Selected extract:
○ ○ ○ ○ ○ ○ ○
# Anyone live in or near Edson, Alberta?



## loudtubeamps (Feb 2, 2012)

I would be asking a massive favor and would certainly pay someone for their time.
I found a guitar for sale in Edson, the owner will not pack and ship it. 
I am looking for someone to scoop it for me , pack and mail it out.
It's not an expensive guitar but I've been looking for one for a while now with no luck in my part of the planet.
cheers, doug.


----------



## keto (May 23, 2006)

You can ask him if he ever comes into Edmonton, there are several of is here - about 2 - 2.5 hours away. I'm sure one or any of us would broker the transaction, I sure would. 

We had a prominent member in that area, but he passed away last year (BigWhiteTele).


----------



## loudtubeamps (Feb 2, 2012)

Thanks keto. The seller does not want to be involved in a long distance transaction, I guess.
○ ○ ○ ○ ○ ○ ○
Information given:
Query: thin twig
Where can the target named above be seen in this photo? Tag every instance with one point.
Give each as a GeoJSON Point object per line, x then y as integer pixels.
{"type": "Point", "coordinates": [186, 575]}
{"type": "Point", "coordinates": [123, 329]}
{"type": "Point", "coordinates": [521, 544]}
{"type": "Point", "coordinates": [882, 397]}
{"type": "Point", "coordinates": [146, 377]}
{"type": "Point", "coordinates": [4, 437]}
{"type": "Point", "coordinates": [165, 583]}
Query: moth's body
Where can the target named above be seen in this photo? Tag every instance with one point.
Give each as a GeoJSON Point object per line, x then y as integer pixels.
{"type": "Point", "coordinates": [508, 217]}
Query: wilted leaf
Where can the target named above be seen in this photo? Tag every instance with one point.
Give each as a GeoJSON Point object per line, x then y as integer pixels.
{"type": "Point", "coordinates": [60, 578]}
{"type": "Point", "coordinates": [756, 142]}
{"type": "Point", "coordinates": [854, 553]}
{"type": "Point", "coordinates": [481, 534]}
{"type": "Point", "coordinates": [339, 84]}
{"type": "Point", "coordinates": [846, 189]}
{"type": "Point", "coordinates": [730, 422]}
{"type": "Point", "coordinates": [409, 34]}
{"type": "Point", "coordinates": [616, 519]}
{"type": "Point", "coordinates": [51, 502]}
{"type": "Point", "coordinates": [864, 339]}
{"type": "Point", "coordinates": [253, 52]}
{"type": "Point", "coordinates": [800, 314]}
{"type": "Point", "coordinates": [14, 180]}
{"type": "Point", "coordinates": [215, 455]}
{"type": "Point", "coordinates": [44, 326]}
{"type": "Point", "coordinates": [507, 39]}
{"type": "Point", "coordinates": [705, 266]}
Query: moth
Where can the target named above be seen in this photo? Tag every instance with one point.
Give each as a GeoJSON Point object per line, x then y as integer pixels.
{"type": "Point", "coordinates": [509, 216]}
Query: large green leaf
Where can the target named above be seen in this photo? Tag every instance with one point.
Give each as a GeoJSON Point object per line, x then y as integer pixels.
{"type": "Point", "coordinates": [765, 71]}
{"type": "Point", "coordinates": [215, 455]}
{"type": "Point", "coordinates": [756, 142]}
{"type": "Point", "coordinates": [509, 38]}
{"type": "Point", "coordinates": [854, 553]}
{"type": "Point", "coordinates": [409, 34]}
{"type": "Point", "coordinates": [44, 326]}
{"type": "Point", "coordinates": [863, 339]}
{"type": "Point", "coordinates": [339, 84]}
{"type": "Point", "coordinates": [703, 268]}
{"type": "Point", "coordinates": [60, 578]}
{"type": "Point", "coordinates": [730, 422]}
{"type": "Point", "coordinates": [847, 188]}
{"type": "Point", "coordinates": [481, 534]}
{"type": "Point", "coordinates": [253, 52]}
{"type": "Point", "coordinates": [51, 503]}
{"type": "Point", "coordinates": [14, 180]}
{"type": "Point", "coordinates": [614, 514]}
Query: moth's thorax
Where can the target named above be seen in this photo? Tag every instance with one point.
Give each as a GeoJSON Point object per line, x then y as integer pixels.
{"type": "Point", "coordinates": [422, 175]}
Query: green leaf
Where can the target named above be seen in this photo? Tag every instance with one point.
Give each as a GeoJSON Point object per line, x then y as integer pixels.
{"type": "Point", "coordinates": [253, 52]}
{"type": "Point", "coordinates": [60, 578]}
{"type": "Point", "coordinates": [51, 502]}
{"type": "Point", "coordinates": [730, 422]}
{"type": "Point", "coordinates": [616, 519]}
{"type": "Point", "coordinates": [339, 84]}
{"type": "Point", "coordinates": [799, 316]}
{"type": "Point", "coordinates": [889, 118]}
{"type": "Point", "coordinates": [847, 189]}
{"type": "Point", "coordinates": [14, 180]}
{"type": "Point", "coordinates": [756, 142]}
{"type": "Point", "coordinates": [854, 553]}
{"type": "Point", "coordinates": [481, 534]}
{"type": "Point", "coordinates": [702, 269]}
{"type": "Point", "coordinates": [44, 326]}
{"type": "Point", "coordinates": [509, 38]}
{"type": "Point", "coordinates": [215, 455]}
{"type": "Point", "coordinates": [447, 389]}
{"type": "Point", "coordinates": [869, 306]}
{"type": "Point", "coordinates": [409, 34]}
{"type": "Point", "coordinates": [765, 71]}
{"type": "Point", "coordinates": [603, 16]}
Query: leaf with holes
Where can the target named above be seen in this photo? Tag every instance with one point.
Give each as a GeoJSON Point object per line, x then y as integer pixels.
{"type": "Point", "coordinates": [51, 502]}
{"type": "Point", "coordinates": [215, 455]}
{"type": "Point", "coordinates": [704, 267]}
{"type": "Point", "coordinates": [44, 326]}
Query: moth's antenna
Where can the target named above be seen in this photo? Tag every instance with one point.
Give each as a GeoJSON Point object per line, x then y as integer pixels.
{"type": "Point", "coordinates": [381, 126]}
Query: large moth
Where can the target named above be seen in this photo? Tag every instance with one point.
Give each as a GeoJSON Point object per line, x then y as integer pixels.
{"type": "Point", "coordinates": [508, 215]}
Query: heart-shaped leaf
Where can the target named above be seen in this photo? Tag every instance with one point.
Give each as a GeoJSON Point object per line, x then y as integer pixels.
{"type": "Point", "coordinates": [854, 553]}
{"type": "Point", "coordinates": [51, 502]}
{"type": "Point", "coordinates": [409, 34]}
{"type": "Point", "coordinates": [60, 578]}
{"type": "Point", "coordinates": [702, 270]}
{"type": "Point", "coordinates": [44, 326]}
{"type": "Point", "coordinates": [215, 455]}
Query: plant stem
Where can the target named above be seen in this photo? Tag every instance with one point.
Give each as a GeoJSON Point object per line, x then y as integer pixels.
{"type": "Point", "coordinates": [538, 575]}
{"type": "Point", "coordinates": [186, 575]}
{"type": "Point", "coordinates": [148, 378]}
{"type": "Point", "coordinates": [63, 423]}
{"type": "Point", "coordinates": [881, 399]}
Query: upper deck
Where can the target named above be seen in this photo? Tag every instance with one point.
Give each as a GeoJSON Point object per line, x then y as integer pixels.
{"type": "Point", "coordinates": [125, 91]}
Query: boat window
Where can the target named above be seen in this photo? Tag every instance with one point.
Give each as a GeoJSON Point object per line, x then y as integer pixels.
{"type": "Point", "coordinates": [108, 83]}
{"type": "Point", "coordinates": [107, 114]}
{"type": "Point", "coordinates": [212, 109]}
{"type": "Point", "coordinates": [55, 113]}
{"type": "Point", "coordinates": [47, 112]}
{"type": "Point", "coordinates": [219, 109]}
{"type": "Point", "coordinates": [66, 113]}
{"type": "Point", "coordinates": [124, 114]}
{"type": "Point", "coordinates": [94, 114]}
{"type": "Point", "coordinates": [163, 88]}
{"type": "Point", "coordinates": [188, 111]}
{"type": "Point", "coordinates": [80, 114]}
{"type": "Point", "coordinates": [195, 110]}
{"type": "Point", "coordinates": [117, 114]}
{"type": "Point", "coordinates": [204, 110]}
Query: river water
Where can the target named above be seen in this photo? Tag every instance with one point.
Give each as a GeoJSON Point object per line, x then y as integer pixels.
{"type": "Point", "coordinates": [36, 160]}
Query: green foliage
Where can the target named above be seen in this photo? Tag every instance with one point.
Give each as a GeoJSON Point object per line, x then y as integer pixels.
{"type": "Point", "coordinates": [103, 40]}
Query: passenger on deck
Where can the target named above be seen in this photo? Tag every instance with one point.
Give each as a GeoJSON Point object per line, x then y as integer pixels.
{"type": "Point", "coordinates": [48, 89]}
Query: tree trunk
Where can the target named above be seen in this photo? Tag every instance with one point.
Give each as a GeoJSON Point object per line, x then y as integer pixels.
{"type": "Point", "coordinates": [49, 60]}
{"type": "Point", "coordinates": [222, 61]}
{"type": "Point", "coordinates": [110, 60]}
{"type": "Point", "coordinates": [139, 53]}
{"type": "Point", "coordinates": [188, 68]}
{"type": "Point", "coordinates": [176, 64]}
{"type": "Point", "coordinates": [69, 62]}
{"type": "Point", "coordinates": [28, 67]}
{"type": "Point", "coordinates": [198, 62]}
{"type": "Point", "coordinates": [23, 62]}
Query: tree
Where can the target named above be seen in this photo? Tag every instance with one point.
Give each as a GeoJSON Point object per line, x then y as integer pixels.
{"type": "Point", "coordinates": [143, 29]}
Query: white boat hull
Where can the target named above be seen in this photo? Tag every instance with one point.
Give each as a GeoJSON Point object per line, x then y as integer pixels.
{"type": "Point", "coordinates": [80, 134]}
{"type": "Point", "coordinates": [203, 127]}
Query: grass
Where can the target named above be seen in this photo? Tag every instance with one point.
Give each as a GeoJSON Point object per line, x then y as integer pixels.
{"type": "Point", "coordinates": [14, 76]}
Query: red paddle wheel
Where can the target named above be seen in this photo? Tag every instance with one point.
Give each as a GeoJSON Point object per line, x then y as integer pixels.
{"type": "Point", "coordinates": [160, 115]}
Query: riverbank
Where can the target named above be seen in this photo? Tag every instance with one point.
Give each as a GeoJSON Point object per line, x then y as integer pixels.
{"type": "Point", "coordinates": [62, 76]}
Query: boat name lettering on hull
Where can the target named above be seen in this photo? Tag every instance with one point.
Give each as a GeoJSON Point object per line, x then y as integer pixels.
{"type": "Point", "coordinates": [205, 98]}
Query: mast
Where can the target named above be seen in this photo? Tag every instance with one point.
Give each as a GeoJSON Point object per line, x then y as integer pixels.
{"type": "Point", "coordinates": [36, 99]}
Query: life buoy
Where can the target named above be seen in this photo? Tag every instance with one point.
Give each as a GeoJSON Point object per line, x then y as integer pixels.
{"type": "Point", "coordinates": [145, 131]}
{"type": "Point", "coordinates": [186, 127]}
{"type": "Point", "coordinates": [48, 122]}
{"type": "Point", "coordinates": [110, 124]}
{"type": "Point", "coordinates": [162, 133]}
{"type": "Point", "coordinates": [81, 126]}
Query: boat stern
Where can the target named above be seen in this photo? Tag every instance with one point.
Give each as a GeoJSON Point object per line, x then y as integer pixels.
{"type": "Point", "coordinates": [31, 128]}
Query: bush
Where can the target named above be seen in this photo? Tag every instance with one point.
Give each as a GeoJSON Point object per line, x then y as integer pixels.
○ ○ ○ ○ ○ ○ ○
Written instruction A: Shorten the paragraph of the guitar thread that begins "I would be asking a massive favor," keeping its main facts.
Written instruction B: List every forum username that appears in the thread about the Edson guitar, whether as a poster or as a mention.
Written instruction C: Write the next part of the forum thread about the guitar for sale in Edson, picking up after its last post.
The material has no connection to the forum thread about the Edson guitar.

Answer A: The poster, who signs as doug, asks for a large favor and offers to pay for someone's time. A guitar is for sale in Edson, but its owner will not pack and ship it, so he needs someone to pick it up, pack it, and mail it. The guitar is not expensive, but he has been looking for one for a while without luck in his part of the world.

Answer B:
- loudtubeamps
- keto
- BigWhiteTele

Answer C:
I had one of these a few years back that ended up growing legs and walking off stage during a break.
I have been after a replacement ever since.Guess I'll have to wait till' one surfaces a bit closer to home.
Thanks again, Cheers, d


----------



## greco (Jul 15, 2007)

Doug...What is the make and model of the guitar you are looking for?

.......Just in case any of us see one advertised.

You might also want to make a specific "Looking for"..."WTB" thread with details.

Cheers

Dave


----------



## blam (Feb 18, 2011)

Great idea Greco.


----------



## loudtubeamps (Feb 2, 2012)

Thanks for the tips everyone.
I'm not authorized to place ads here.
This was the ad that I responded to with a definite no from the buyer, as far as shipping it to me.
cheers, d. 
Squier Esprit - Edmonton Musical Instruments For Sale - Kijiji Edmonton Canada.


----------



## mhammer (Nov 30, 2007)

Is the seller disinclined to engage in a long distance transaction because:

a) It's just too much of a P.I.T.A. to pack it up?

b) He is unsure about how much shipping costs will detract from his sale revenue?

c) He doesn't want the hassle of you saying it arrived in unacceptable condition and trying to return it?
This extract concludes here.